• Problem statement: Please write out exactly the lines that begin at the line containing "Tag each instance of the grass slope" and run to the end of the records.

— begin Supplied data —

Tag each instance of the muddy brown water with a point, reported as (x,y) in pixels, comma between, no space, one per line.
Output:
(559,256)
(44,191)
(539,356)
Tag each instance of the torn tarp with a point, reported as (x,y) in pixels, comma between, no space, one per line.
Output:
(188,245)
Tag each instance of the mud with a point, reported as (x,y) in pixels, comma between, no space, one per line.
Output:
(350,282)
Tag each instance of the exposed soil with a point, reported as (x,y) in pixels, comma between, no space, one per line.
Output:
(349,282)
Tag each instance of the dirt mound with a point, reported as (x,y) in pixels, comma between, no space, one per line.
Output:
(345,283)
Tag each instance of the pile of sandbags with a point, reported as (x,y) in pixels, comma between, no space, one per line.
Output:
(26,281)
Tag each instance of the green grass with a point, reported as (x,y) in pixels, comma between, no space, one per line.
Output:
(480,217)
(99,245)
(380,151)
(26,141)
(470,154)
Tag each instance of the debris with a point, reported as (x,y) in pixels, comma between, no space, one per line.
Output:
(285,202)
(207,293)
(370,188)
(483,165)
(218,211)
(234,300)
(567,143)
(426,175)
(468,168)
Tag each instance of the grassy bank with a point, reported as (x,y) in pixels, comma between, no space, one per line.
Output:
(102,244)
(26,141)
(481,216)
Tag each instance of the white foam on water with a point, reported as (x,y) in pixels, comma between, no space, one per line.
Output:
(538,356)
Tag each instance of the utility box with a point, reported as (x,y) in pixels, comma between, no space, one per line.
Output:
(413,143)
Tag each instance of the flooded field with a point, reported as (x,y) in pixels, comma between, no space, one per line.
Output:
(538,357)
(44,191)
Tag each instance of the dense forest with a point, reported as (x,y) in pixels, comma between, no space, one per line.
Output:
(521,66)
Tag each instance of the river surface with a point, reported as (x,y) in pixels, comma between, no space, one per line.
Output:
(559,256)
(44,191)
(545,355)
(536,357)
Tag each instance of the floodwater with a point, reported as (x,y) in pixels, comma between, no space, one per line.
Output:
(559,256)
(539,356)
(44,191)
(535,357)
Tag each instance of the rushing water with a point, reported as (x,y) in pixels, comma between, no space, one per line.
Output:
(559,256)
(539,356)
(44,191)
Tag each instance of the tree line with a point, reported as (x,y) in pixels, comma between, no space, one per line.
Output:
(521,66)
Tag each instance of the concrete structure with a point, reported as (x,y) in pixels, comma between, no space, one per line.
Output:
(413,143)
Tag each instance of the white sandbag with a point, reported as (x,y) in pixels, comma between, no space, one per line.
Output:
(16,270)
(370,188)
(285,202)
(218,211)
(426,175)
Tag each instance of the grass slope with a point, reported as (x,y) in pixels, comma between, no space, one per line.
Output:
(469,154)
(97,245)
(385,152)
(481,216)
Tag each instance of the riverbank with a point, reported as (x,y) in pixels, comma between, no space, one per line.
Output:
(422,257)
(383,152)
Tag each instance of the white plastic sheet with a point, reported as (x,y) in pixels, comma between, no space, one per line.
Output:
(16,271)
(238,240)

— end Supplied data —

• Finished exercise:
Tag each instance of the grass slope with a point, reported as (x,y) in pixels, comma between, no space, one per line.
Output:
(469,154)
(97,245)
(385,152)
(481,216)
Tag each instance of the riverbank with a point, reported as (x,y) in pixels, comma between, no space, one per line.
Output:
(422,257)
(383,152)
Tag each instance of the white plastic sheet with a point, reported as (x,y) in pixels, comma between, no space, one per line.
Output:
(16,271)
(238,240)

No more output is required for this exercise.